[Point labeling items]
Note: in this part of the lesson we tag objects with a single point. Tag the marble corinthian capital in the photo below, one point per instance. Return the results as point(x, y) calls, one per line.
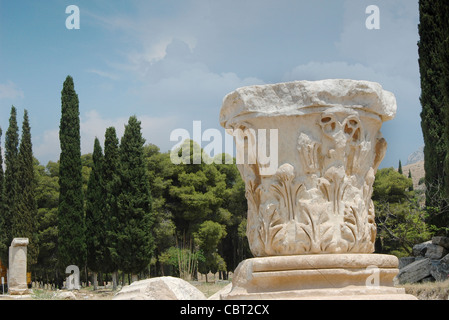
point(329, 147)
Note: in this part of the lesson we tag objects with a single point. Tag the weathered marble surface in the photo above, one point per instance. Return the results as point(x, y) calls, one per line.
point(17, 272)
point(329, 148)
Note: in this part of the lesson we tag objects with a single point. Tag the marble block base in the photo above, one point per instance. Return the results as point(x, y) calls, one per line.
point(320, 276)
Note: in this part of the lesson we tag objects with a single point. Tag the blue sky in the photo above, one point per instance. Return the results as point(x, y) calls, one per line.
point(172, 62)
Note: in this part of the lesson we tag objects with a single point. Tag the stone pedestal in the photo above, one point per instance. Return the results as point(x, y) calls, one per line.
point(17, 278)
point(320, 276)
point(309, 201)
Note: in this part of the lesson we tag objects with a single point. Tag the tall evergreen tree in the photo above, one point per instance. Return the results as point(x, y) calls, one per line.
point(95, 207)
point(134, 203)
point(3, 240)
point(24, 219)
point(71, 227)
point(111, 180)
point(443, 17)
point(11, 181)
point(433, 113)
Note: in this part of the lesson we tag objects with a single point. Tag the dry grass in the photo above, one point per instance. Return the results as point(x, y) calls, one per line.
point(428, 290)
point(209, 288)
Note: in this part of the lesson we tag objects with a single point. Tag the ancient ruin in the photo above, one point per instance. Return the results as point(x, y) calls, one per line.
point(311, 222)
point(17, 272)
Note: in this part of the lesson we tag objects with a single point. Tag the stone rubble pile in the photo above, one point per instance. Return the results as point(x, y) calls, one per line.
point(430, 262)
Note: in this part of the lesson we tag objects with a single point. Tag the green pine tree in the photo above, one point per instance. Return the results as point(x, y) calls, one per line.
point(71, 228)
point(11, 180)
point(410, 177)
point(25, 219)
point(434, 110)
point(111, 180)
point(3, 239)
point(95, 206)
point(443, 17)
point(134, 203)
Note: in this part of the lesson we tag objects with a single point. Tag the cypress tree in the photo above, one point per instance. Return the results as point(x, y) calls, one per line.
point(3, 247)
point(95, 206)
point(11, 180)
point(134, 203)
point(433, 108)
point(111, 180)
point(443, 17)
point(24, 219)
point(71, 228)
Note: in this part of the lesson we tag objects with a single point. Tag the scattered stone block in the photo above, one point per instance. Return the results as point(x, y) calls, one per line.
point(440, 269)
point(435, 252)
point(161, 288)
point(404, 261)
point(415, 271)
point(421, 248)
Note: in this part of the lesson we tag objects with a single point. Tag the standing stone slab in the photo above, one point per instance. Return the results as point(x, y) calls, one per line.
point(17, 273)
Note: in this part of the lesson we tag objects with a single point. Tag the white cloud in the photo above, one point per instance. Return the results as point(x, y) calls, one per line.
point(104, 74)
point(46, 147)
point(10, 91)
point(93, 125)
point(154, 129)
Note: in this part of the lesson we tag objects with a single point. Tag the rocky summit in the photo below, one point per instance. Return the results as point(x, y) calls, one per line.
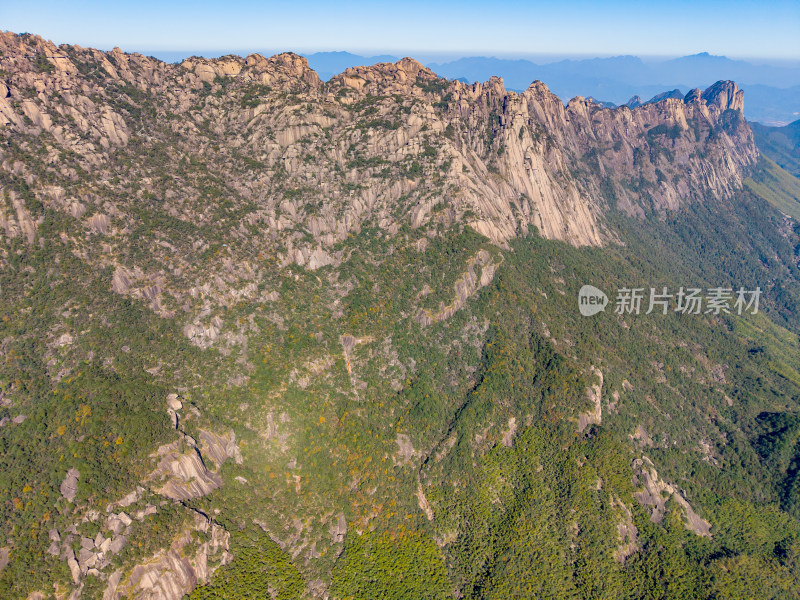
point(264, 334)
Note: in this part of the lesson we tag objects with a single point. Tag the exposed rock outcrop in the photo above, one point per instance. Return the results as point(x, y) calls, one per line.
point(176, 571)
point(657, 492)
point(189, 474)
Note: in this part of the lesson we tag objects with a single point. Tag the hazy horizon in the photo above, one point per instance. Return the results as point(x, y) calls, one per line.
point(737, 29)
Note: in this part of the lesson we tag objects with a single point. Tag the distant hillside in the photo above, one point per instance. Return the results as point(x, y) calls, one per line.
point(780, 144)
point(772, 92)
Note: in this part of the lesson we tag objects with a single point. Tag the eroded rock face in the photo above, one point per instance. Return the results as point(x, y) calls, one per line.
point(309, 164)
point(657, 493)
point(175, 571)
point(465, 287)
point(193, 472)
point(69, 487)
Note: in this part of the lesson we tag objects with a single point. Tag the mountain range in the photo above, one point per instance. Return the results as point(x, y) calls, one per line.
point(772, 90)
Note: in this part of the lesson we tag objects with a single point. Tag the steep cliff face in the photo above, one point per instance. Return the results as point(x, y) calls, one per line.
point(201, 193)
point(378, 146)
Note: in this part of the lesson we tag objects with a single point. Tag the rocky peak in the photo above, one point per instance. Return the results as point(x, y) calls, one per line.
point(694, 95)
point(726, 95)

#### [Directions]
Rewrite every item above, changing each "lesson" to "exercise" and keeping everything else the same. Omit the pictures from your answer.

#### [Expected answer]
Note: in this part of the exercise we tag objects with a single point. Tag the marble corinthian capital in the photo below, one point per instance. Return the results as point(x, y) calls, one per line.
point(329, 147)
Note: in this part of the exercise we tag objects with a single point. Tag the weathered marble surface in the photo above, one point per instance. Return the results as point(x, y) calls, one per line.
point(17, 272)
point(329, 148)
Note: in this part of the exercise we tag objects with a single point. Tag the marble block base in the photo above, one point per instance. Return the results as point(x, y) calls, one per line.
point(320, 276)
Note: in this part of the exercise we tag objects with a single point. Tag the blue sky in the photo above, one point per instance. Return the results as point(x, y) calls, one per line.
point(172, 62)
Note: in this part of the exercise we tag objects with a single point. Tag the stone pedestal in the photo above, one point per instance. Return the results as point(x, y) calls, one per line.
point(17, 278)
point(320, 276)
point(309, 201)
Note: in this part of the exercise we tag objects with a single point. Tag the tall evergreen tree in the photo above, one point per instance. Return the results as point(x, y) calls, one per line.
point(95, 207)
point(134, 203)
point(3, 240)
point(24, 219)
point(71, 227)
point(111, 180)
point(443, 17)
point(11, 181)
point(433, 113)
Note: in this part of the exercise we tag objects with a single point. Tag the dry grass in the photo above, one point per instance. Return the results as point(x, y) calls, one per line.
point(428, 290)
point(209, 288)
Note: in this part of the exercise we tag objects with a single point. Tag the ancient ruin in the photo above, one point per instance. Return the results as point(x, y) calls, one per line.
point(311, 222)
point(17, 272)
Note: in this part of the exercise we tag objects with a single point. Tag the stone rubble pile in the photo above, one point per instance. Return the results as point(x, y) calls, one per line.
point(430, 262)
Note: in this part of the exercise we tag objects with a single point. Tag the green pine tree in the photo above, one point per instance. Return the results as point(x, y) calls, one per line.
point(71, 228)
point(11, 180)
point(410, 177)
point(25, 219)
point(434, 110)
point(111, 180)
point(3, 239)
point(95, 206)
point(443, 17)
point(134, 203)
Note: in this part of the exercise we tag objects with a single point. Tag the cypress tree in the photo above, one point per instance. Return the results as point(x, y) calls, one per line.
point(3, 247)
point(95, 206)
point(11, 180)
point(134, 203)
point(433, 108)
point(111, 180)
point(443, 17)
point(24, 219)
point(71, 228)
Note: in this part of the exercise we tag objects with a single point. Tag the scattered stone block in the photo above, one point per instance. Return the results as point(x, y) calls, one per line.
point(440, 269)
point(435, 252)
point(161, 288)
point(404, 261)
point(415, 271)
point(421, 248)
Note: in this part of the exercise we tag objects with a single point. Tag the standing stone slab in the photo above, one point per instance. Return the results as point(x, y) calls, one per line.
point(17, 273)
Note: in this part of the exercise we tag objects with a single point. Tag the white cloud in the photo above, one point per instance. Return the results as point(x, y) calls, one per line.
point(104, 74)
point(46, 147)
point(10, 91)
point(93, 125)
point(154, 129)
Note: in this part of the exercise we tag objects with a single point. Tag the rocky summit in the photo below, one point per instance. Return the results as point(x, y) calls, one per line.
point(264, 334)
Note: in this part of the exercise we tag objects with a single point. Tag the exposed rock outcrop in the photo above, one point per instance. Return the results as point(x, y) calls, one per line.
point(176, 571)
point(657, 492)
point(189, 474)
Note: in this part of the exercise we tag objects with a single point. Tag the hazy horizon in the photo above, one point per instance. Return the results as point(x, y) calls, one per line.
point(737, 29)
Note: in this part of the exercise we tag objects with a single point. Tag the distant hillside in the photo above, one point per instance. Return the results as point(x, y) calls, one per line.
point(780, 144)
point(772, 92)
Note: in this part of the exercise we tag objects with a single point. Tag the eroded rock face in the photo above, one point per instance. Return the results as point(x, y) calls, one per line.
point(309, 164)
point(657, 493)
point(175, 571)
point(465, 287)
point(193, 472)
point(69, 487)
Note: in this part of the exercise we tag objects with a single point. Tag the mountain range in the photo above, one point per instance. Return the results as point(x, y) calls, one per line.
point(772, 90)
Note: in this part of the exercise we tag objects with a single point. Tag the steep cliff face in the photo above, one point per instance. Return the results as point(x, y) calls, one per line.
point(201, 193)
point(378, 146)
Note: in this part of the exercise we tag objects with a single point. Tag the rocky peak in the photo above, one point per instance. Return the results as point(x, y) calls, one per line.
point(694, 95)
point(726, 95)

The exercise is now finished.